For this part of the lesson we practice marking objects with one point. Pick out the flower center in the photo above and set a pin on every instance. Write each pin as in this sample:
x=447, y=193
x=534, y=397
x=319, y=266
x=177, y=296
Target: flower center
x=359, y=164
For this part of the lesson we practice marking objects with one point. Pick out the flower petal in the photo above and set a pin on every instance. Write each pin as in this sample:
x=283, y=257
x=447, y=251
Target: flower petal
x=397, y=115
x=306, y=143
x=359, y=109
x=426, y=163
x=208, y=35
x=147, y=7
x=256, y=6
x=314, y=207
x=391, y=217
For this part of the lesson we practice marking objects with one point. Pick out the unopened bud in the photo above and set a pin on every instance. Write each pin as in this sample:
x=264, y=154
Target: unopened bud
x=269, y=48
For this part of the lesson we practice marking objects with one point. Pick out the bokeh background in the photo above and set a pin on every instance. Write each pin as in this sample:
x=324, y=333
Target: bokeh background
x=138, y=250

--

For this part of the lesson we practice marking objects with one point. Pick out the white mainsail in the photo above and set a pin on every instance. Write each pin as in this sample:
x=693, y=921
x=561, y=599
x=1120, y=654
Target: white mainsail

## TASK DETAILS
Can you rewrite the records from the line containing "the flower petal" down to the line containing "x=391, y=217", both lines and the requests included, shifting every answer coordinate by -15 while leaving the request text and its sample coordinates untouched?

## WRITTEN RESPONSE
For this part of the lesson we practice marking objects with one point. Pick out the flower petal in the photo above and set a pin on every instance. Write each pin as in this sample:
x=283, y=257
x=447, y=251
Target: flower petal
x=382, y=100
x=291, y=128
x=344, y=94
x=411, y=148
x=193, y=20
x=132, y=-8
x=241, y=-9
x=299, y=192
x=376, y=202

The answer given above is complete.